***** Provided data

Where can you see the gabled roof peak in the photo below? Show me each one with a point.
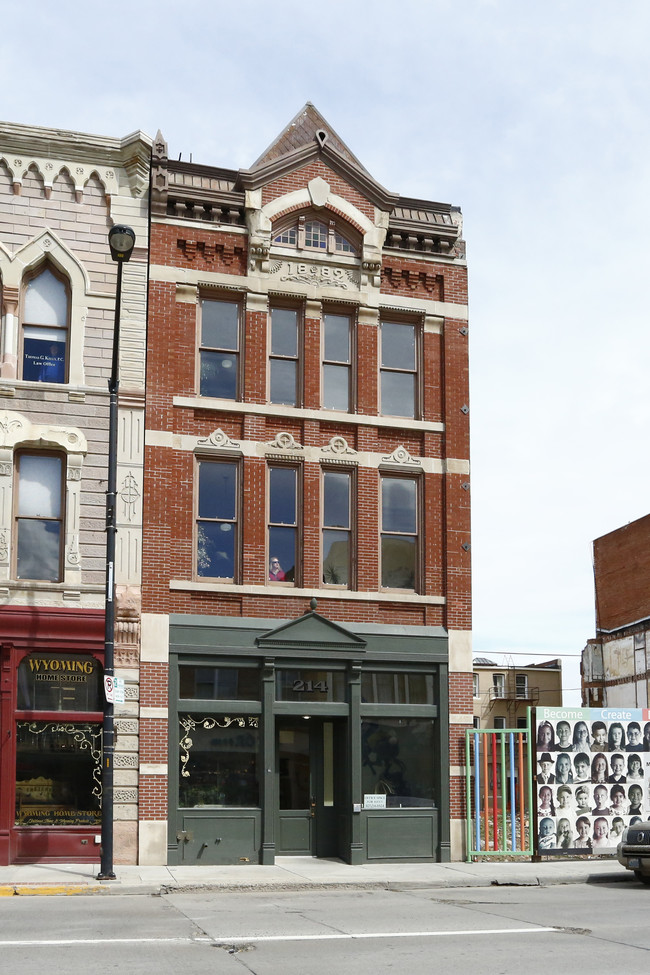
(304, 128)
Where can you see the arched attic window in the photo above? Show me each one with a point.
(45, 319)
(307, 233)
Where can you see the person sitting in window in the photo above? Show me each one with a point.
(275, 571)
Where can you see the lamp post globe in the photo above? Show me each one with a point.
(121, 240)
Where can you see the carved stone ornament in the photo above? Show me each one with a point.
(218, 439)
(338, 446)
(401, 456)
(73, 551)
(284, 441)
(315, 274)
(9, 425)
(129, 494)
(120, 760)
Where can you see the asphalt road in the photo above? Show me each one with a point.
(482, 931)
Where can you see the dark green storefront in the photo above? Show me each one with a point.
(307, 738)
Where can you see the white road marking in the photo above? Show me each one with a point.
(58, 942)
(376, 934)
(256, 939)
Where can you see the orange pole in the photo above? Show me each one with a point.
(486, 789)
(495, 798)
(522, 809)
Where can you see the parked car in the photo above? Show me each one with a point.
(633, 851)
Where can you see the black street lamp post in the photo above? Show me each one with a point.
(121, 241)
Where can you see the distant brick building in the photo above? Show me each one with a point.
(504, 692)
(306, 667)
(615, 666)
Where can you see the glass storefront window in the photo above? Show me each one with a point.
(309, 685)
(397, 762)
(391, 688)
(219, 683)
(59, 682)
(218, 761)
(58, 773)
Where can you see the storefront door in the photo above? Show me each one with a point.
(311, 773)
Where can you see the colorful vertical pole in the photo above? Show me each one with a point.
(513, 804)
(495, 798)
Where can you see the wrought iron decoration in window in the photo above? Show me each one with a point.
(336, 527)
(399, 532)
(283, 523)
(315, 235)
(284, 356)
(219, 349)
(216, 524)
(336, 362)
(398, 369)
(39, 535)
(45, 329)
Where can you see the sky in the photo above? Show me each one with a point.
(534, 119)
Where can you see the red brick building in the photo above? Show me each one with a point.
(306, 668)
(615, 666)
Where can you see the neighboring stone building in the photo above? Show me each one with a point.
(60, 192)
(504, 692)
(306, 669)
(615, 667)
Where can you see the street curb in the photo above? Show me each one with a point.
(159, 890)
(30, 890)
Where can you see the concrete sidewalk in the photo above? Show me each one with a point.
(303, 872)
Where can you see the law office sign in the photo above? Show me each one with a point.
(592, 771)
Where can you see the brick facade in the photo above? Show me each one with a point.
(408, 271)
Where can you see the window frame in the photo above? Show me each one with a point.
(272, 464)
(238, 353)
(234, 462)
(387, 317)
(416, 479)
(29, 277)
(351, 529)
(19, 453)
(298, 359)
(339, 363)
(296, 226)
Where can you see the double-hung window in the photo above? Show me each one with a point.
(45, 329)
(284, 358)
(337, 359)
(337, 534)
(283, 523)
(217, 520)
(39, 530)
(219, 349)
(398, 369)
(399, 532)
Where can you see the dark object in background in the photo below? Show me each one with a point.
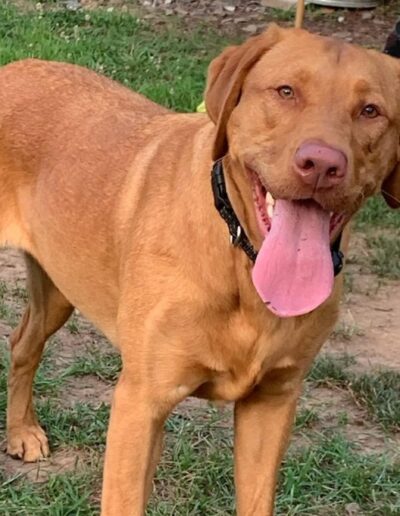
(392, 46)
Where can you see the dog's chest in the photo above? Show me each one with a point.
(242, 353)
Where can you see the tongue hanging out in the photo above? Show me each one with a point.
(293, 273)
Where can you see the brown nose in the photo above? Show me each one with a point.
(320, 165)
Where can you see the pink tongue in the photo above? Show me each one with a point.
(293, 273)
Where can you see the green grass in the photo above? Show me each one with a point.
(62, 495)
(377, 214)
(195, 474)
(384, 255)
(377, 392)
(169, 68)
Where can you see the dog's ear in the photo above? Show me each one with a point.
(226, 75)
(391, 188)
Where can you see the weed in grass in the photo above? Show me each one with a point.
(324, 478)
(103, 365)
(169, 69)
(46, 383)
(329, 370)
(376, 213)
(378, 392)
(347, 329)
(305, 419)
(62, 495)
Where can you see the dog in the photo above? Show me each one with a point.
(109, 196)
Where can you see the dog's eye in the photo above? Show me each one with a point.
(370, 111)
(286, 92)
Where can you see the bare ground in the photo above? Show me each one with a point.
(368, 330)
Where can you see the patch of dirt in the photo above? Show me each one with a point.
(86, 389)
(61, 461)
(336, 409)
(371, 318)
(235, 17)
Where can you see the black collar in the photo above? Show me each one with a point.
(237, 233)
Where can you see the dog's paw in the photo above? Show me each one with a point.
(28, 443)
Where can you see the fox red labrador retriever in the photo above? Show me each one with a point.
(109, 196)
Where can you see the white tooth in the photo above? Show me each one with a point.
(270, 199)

**********

Given problem: Print all entries exactly. The images do not belong in the copy.

Solution for this exercise:
Where can you see the gabled roof peak in the photo below? Show me each one with a point.
(304, 128)
Where can you see the arched attic window in the photo above? Show me each one with a point.
(45, 319)
(307, 233)
Where can you see the person sitting in window in the photo above? Show me each one with a point.
(275, 571)
Where can you see the lamp post globe in the photo above? Show me each one with a point.
(121, 240)
Where can you see the carved stone ornament in the photo above? Show me each one with a point.
(218, 439)
(338, 446)
(401, 456)
(73, 551)
(284, 441)
(315, 274)
(9, 425)
(129, 494)
(120, 760)
Where can you see the asphalt road in the photo above? Show me each one with a point.
(482, 931)
Where can you see the dark green storefront in the photo above? Show me each one with a point.
(307, 738)
Where can you see the white road marking in the photo above? Show me each one with a point.
(58, 942)
(376, 934)
(256, 939)
Where can you see the orange pole in the photo above? Show me each one with a point.
(486, 789)
(495, 798)
(522, 809)
Where can you see the parked car in the photo above? Show me each one with a point.
(633, 851)
Where can you see the black street lamp post in the photo above? Show me each one with a point.
(121, 241)
Where can you see the distant brick building in the photo above? Show me each one with a point.
(504, 692)
(306, 667)
(615, 666)
Where can you see the glass storefront window in the photo above? Show me each one with a point.
(309, 685)
(397, 762)
(391, 688)
(219, 683)
(59, 682)
(218, 761)
(58, 773)
Where can you see the storefront door in the photo above? Show me each one with a point.
(311, 773)
Where can you see the colorful vertical pole in the photo above? Show me each one with a point.
(513, 804)
(495, 798)
Where can you see the wrought iron decoration in window in the photo above? Show me each one with a point.
(336, 527)
(399, 532)
(283, 523)
(315, 235)
(284, 356)
(219, 349)
(216, 524)
(336, 362)
(398, 369)
(39, 535)
(45, 329)
Where can you see the sky in the photo above? Show me each one with a point.
(534, 119)
Where can you see the red brick building in the photo above? Show me each one with a point.
(306, 668)
(615, 666)
Where can you see the neighboring stone building in the photo above? Show me each one with a point.
(60, 192)
(504, 692)
(306, 669)
(615, 667)
Where can you see the street curb in the photo above? Show me each one with a point.
(159, 890)
(30, 890)
Where can you see the concrete sidewalk in the photo above? Show me each one with a point.
(303, 872)
Where can you see the law office sign in the photo above? Show me each one with a point.
(592, 771)
Where can you see the brick facade in the photo above? Show me each one with a point.
(408, 271)
Where can you see the window frame in the photo above? Show me each one with a point.
(272, 464)
(238, 353)
(234, 462)
(387, 317)
(416, 479)
(29, 277)
(351, 529)
(19, 453)
(298, 359)
(339, 363)
(296, 226)
Where can you see the double-hung window in the photo above? Show me each one with a point.
(45, 329)
(284, 358)
(337, 359)
(337, 534)
(283, 523)
(217, 520)
(39, 530)
(219, 349)
(398, 369)
(399, 532)
Where can you see the dark object in background in the photo below? Show me each one with a point.
(392, 46)
Where can you see the dog's chest in the photo above? Show me each one with a point.
(242, 353)
Where can you see the tongue hanging out in the photo above? Show me each one with a point.
(293, 273)
Where can you see the brown nose in the photo above? Show me each one with a point.
(320, 165)
Where can you see the pink tongue in the photo above? Show me each one with a point.
(293, 273)
Where can you see the green grass in the photo above? Show me each one with a point.
(62, 495)
(377, 214)
(195, 474)
(384, 255)
(377, 392)
(169, 68)
Where can you see the dog's ear in the photo above? Show me each one with a point.
(226, 75)
(391, 188)
Where can you see the weed in grass in the photo above? Show me each one with a point.
(324, 478)
(103, 365)
(169, 69)
(46, 383)
(329, 370)
(376, 213)
(378, 392)
(347, 329)
(305, 419)
(62, 495)
Where can you see the dog in the photo above? Show me each one with a point.
(109, 196)
Where can you see the dog's eye in the photo above? Show me each one with a point.
(370, 111)
(286, 92)
Where can you see the bare ground in the photo above? Show me each one with a point.
(368, 330)
Where can you see the patch of dirt in the photo above? Show me each one with a point.
(86, 389)
(61, 461)
(336, 409)
(371, 318)
(235, 17)
Where can you see the black collar in the photo above? Show me each one with a point.
(237, 233)
Where can you see the dog's paw in the photo above? Show me each one with a point.
(28, 443)
Where can you see the fox red labrador retriever in the photo above? Show me each one with a point.
(109, 196)
Where can you see the white tooth in the photo above? Show me each one with a point.
(270, 199)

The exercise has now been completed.